Research press release


Nature Communications

Environment: Assessing the impact of forestation on global climate patterns

大規模な植林プロジェクトは地球のエネルギー収支を変化させ、地球全体の大気循環パターンと海洋循環パターンの両方に影響を与える可能性のあることがモデリング研究によって示唆された。この知見は、気候変動の影響の緩和に役立てるための大規模な植林プログラムが、地球全体の気候に思いがけない影響を及ぼす可能性があることを示している。今回の研究について報告する論文が、Nature Communications に掲載される。


今回、Raphael Portmanたちの研究チームは、産業革命前の植被を完全に森林に転換するシナリオと完全に草地に転換するシナリオで、大気中のCO2濃度を産業革命前のレベルに維持して、数世紀にわたる結合気候モデルによるシミュレーションを行った。Portmanたちが作成したモデルは、地球規模の植林と森林減少が地球のエネルギー収支に影響し、それぞれ正反対の影響を及ぼして、大気循環パターン、海流と熱帯収束帯を強めたり、弱めたり、変化させたりすることを示した。このように、植林と森林減少のいずれもが、全世界で、降水量、気温、雲量や地上風の地域的パターンの変化を引き起こす可能性がある。


Large-scale forestation projects may alter the Earth’s energy balance, affecting both global atmospheric and ocean circulation patterns, suggests a modelling study published in Nature Communications. The findings indicate that massive tree planting programs, to help mitigate the effects of climate change, may have potentially unforeseen influences on global climate.

Large-scale forestation (afforestation and reforestation) projects have been proposed to mitigate climate change and its related impacts through carbon storage, and there is popular support for this idea. Both forestation and deforestation are known to affect the carbon cycle and CO2 concentrations, influencing global and local climates. There has been debate about the carbon-storage potential of forests and the local and global thermodynamic impacts of reforestation. However, due to complexity, effects on weather and climate patterns remain unresolved and are not yet considered in planning and policy.

- [用意された項目]:
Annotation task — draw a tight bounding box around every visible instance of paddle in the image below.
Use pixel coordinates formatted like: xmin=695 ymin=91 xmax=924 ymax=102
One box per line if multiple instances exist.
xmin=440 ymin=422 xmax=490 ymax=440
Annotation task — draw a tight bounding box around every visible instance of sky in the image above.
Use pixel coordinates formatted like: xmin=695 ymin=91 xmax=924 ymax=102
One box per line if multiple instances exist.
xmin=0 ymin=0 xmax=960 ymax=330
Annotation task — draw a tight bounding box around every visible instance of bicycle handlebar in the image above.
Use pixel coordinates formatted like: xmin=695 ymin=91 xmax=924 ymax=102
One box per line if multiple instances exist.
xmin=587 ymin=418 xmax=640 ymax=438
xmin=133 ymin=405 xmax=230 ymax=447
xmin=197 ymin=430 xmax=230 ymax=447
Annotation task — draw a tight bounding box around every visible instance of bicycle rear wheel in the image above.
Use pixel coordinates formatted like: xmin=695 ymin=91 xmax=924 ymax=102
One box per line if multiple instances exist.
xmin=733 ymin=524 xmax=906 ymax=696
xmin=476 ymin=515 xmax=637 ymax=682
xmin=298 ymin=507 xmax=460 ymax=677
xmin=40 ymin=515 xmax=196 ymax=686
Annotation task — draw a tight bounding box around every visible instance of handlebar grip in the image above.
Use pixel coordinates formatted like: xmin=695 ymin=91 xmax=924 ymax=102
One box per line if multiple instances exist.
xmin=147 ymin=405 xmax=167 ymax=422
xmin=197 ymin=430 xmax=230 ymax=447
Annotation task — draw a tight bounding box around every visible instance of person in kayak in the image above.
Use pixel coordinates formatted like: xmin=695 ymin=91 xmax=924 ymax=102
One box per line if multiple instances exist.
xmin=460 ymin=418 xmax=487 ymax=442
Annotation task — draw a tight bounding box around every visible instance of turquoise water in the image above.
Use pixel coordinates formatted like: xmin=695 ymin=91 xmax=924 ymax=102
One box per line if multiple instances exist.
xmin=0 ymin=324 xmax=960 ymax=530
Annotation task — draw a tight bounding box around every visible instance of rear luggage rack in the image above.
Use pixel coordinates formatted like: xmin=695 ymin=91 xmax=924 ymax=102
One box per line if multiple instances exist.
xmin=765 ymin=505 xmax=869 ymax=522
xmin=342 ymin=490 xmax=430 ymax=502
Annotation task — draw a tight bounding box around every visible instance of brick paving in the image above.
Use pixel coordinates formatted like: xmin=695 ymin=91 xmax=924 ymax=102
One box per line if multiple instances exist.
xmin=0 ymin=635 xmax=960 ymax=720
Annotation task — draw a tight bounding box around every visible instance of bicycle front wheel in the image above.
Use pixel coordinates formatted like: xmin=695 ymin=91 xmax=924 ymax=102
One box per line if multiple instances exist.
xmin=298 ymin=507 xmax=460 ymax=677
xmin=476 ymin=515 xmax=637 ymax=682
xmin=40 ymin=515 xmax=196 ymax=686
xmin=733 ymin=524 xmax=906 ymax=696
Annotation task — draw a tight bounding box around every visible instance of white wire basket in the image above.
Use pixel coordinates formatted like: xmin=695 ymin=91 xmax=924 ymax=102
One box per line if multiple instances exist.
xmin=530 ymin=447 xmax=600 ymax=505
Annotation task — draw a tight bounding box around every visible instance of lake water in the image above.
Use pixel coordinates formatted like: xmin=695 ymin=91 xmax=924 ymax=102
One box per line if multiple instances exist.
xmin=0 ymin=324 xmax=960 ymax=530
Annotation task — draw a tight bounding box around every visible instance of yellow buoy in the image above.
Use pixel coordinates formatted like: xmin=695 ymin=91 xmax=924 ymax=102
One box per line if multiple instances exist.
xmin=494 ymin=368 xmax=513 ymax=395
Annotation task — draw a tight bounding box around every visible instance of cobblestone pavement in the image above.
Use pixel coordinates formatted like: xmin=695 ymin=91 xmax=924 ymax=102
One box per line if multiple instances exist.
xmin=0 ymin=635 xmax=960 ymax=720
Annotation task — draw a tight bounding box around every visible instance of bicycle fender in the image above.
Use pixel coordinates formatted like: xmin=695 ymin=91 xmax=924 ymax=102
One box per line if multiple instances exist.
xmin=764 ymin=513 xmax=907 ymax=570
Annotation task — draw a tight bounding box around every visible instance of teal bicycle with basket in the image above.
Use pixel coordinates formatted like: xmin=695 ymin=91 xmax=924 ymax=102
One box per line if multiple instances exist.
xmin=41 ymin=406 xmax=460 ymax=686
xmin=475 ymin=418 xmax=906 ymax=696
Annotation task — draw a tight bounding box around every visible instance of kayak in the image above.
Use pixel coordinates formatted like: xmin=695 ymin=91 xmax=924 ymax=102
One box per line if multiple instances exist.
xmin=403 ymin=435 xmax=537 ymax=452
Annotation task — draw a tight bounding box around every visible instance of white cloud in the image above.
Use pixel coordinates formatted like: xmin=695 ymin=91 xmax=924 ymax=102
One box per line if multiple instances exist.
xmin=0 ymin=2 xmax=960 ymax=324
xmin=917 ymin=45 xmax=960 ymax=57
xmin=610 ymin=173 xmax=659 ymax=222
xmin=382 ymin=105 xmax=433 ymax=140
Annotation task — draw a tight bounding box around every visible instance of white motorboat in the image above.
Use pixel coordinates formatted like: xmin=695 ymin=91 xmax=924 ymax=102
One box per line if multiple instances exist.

- [やること A]: 植林と気候についての文章から、「Large-scale forestation projects」から下の「on global climate.」までをすべて、そのまま抜き出してください。
- [やること B]: 植林と気候についての文章で、植林と森林減少のどちらもが世界中で変化を起こす可能性があるとされている地域的パターンは何ですか。文章にあるものをすべて挙げてください。
- [やること C]:
植林と気候についての文章をもとに、次の問いに答えてください。
(i) 論文が掲載される雑誌はどれですか。
(ii) シミュレーションでは、大気中のCO2濃度をどのレベルに保ちましたか。
(iii) 大規模な植林プロジェクトは、何を通じて気候変動を和らげると提案されてきましたか。

- [答え A]:
Large-scale forestation projects may alter the Earth’s energy balance, affecting both global atmospheric and ocean circulation patterns, suggests a modelling study published in Nature Communications. The findings indicate that massive tree planting programs, to help mitigate the effects of climate change, may have potentially unforeseen influences on global climate.

- [答え B]: 降水量、気温、雲量、地上風

- [答え C]:
(i) Nature Communications
(ii) 産業革命前のレベル
(iii) 炭素の貯留(carbon storage)